▶ **Exercise prompt**
All entries, exactly as written, should be output again.

[Records from a collection]
···

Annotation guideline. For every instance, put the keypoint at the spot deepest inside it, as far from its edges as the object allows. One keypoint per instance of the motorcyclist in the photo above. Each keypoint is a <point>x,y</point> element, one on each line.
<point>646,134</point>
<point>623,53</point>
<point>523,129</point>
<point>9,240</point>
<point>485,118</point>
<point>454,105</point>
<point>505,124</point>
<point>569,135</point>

···

▶ **Result below**
Annotation guideline. For every instance, put the keypoint at the spot deepest inside it, as far from its edges as the object allows. One keypoint per instance of the motorcyclist in the photo above. Each keypoint is a <point>x,y</point> element, one on each line.
<point>646,134</point>
<point>623,53</point>
<point>523,129</point>
<point>9,240</point>
<point>485,118</point>
<point>454,105</point>
<point>505,124</point>
<point>569,135</point>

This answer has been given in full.